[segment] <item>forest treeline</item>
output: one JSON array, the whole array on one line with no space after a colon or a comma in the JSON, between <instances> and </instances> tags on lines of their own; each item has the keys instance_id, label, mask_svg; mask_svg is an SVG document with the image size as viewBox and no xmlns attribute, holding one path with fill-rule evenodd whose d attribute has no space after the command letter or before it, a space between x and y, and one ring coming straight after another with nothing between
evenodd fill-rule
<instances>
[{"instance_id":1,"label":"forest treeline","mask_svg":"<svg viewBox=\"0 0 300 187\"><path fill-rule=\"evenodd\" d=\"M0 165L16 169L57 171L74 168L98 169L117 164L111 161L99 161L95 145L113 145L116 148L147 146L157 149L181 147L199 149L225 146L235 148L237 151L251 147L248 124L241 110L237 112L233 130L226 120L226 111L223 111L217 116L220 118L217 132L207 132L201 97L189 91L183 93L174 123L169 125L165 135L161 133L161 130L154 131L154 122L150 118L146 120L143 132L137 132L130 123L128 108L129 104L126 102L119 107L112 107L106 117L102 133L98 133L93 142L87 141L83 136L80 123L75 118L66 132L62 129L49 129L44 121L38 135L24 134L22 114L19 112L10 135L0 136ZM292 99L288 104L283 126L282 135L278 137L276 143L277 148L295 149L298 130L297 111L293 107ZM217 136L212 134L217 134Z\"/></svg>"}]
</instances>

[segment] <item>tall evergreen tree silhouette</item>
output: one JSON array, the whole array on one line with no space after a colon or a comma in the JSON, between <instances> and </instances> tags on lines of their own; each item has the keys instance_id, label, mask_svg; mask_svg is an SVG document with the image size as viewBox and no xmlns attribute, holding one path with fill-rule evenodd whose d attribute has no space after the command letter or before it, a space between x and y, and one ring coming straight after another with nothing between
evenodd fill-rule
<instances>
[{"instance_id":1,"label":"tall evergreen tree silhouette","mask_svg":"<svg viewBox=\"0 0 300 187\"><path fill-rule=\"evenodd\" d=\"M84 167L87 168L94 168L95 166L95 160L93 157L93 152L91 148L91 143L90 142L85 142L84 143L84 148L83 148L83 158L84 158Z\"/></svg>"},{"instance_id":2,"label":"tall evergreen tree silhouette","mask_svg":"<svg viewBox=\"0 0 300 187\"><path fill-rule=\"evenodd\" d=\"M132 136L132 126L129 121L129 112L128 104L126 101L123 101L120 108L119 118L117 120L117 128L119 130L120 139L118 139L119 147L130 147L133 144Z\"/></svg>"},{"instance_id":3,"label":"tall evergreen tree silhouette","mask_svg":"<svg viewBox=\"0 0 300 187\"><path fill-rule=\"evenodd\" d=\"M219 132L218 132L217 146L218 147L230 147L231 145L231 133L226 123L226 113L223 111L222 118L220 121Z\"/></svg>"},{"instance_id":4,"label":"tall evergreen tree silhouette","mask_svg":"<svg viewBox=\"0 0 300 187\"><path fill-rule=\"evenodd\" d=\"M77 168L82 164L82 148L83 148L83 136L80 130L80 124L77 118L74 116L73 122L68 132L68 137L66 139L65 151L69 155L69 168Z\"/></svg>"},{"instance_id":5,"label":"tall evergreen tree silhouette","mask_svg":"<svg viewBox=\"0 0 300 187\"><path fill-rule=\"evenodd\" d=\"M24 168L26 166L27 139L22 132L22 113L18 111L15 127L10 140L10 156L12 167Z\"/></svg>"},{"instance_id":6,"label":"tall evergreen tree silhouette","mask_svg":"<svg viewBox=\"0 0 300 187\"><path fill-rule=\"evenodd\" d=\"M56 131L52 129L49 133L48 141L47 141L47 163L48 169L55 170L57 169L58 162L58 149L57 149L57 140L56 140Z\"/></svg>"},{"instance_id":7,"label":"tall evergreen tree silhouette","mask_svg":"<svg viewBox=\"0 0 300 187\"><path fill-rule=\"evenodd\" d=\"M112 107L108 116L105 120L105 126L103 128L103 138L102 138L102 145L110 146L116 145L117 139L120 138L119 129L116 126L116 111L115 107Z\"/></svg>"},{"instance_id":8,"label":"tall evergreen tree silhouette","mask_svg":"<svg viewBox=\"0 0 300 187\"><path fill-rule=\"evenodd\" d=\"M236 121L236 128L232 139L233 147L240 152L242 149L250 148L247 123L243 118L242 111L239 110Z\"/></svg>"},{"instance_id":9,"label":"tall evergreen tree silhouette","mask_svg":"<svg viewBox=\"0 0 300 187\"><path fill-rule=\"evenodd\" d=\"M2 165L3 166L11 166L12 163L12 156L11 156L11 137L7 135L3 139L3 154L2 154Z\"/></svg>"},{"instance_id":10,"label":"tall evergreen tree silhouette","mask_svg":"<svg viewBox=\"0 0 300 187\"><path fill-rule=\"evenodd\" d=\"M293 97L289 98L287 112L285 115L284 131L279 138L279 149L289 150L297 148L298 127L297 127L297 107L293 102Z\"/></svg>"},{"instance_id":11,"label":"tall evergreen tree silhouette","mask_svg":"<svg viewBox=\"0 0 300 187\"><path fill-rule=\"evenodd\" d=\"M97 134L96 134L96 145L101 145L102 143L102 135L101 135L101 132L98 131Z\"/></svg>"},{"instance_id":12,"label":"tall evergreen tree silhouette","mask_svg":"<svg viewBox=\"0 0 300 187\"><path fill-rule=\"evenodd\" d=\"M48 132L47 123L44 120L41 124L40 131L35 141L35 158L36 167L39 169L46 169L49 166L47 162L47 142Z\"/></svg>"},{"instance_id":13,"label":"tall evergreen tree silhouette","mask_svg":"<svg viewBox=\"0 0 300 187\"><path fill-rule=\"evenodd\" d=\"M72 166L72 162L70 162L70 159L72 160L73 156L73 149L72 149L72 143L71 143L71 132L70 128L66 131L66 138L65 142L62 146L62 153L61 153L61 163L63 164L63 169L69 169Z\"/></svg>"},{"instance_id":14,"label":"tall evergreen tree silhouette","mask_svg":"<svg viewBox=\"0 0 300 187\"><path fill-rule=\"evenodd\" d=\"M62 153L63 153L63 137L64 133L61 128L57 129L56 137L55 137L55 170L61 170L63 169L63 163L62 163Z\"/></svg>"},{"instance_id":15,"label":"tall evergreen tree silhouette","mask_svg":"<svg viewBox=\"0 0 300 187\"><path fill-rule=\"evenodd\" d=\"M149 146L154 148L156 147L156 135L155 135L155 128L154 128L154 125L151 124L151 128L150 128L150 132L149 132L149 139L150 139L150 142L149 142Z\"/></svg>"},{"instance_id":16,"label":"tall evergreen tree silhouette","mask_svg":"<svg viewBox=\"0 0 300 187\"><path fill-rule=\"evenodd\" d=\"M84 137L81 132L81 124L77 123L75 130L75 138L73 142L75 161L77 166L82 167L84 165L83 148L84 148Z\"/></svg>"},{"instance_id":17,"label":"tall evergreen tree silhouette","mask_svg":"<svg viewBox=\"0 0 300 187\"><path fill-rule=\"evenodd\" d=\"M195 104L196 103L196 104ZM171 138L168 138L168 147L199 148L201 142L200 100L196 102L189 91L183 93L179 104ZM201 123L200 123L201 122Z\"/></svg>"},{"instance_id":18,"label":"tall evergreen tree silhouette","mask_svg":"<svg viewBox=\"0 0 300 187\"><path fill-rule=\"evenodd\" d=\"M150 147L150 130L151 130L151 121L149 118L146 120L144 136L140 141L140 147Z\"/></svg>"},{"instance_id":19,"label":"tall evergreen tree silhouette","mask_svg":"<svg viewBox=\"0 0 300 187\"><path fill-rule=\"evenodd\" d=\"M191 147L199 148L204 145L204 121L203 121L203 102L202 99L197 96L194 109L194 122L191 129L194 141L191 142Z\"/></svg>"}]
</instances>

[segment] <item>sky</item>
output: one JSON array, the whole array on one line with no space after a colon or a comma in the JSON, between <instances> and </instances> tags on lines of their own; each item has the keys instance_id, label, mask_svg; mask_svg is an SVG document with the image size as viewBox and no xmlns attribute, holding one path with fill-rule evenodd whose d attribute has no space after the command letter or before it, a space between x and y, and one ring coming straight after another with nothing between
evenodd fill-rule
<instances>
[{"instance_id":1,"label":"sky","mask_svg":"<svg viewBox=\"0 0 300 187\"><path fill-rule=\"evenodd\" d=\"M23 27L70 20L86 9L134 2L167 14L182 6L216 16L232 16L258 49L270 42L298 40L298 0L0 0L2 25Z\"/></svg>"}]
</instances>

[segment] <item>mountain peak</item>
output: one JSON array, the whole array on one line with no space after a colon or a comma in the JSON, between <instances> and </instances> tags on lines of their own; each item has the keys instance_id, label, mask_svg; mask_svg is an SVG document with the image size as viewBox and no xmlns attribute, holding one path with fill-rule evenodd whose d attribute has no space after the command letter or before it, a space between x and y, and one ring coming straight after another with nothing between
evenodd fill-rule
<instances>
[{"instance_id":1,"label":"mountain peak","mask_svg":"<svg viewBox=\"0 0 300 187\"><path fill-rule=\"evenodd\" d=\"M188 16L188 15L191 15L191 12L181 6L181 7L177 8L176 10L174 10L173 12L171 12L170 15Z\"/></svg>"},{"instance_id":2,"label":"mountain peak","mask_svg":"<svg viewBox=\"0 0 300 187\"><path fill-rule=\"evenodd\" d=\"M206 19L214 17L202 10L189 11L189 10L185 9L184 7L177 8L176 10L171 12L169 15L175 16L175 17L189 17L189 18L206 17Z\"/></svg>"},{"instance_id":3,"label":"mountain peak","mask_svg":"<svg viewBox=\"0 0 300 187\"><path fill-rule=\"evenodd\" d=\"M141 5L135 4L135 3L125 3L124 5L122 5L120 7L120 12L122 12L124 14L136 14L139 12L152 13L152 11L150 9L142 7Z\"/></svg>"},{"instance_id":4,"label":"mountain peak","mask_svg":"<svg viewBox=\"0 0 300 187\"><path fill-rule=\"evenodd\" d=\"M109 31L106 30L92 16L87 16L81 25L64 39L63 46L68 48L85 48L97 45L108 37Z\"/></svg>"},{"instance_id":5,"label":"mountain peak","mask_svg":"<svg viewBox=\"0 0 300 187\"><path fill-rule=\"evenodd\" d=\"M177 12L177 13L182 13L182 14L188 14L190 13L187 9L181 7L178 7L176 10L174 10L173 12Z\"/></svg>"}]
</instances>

========

Task details
Up to and including the line with "[segment] <item>tall evergreen", repeat the data exactly, starting from its first line; nothing else belongs in the response.

Answer to the exercise
[segment] <item>forest treeline</item>
output: one JSON array, the whole array on one line with no space after a colon or a comma in the JSON, between <instances> and </instances> tags on lines of their own; each item has the keys instance_id, label, mask_svg; mask_svg is an SVG document with the image size as viewBox and no xmlns attribute, holding one path with fill-rule evenodd whose d attribute has no space after the command letter or before it, a space between x and y, and one ring coming straight after another with nothing between
evenodd fill-rule
<instances>
[{"instance_id":1,"label":"forest treeline","mask_svg":"<svg viewBox=\"0 0 300 187\"><path fill-rule=\"evenodd\" d=\"M0 165L16 169L57 171L74 168L98 169L117 164L111 161L99 161L95 145L113 145L116 148L147 146L157 149L181 147L199 149L225 146L235 148L237 151L251 147L248 124L241 110L237 112L233 130L226 120L226 111L223 111L217 116L220 118L217 132L207 132L201 97L189 91L183 93L174 123L169 125L165 135L161 133L161 130L154 131L154 122L150 118L146 120L143 132L137 132L130 123L128 108L129 104L126 102L119 107L112 107L106 117L102 133L98 133L93 142L87 141L83 136L80 123L75 118L66 132L62 129L49 129L44 121L38 135L24 134L22 114L19 112L10 135L0 136ZM292 99L288 104L283 126L282 135L278 137L276 143L277 148L295 149L298 130L297 111L293 107ZM217 136L212 134L217 134Z\"/></svg>"}]
</instances>

[segment] <item>tall evergreen tree silhouette</item>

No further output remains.